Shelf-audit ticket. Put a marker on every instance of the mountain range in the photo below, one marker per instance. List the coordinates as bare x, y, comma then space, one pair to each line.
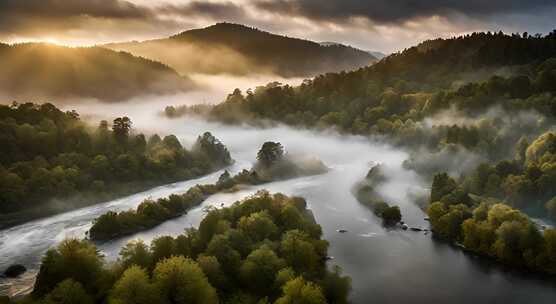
227, 48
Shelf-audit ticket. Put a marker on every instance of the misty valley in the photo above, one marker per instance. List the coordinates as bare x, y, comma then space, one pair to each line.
228, 164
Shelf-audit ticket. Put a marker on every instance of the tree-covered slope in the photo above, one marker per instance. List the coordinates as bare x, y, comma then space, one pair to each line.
263, 249
51, 161
43, 71
394, 96
237, 49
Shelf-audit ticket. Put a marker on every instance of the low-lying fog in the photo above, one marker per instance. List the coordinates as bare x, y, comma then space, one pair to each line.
387, 266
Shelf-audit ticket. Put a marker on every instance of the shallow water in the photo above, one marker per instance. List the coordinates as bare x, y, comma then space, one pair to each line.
386, 266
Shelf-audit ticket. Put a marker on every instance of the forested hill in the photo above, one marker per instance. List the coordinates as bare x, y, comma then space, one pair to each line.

__________

## The exercise:
Rewrite the listing above with every "photo" changed to "image" and nothing else altered, omitting the pictures.

## Correct result:
Shelf-audit ticket. Put a marker on every instance of the mountain range in the image below, one marker per instance. List the coordinates as bare x, y, comma then space, one pair to each line.
227, 48
Shelf-audit ticket. Put a marker on every instance of the misty valley in the image above, one marker per instance. List the coordinates as bare x, y, comma then space, one pair to each line.
228, 164
Shelf-audit ticket. Put a marker on every instance of the tree-covered slope in the image above, one marker per instance. List the coordinates as bare x, y, comma then space, one pair to each line.
263, 249
51, 161
43, 71
394, 96
237, 49
Shelf-audit ticket. Put a marker on every instance of the low-lying fog in the image above, one marker per instance. List the coordinates as bare x, y, comma then space, one pair to each line.
387, 266
Shelf-audit ticket. Put a marker on every instance of the shallow water in the image above, one marker per instance. List the coordinates as bare x, y, comma then space, one pair to each line.
386, 266
Shelf-audit ticket. Put a marker on every instance of the forested hill in the image above, one marker per instance. List the coordinates as bare x, y, comma then space, one pair to each line.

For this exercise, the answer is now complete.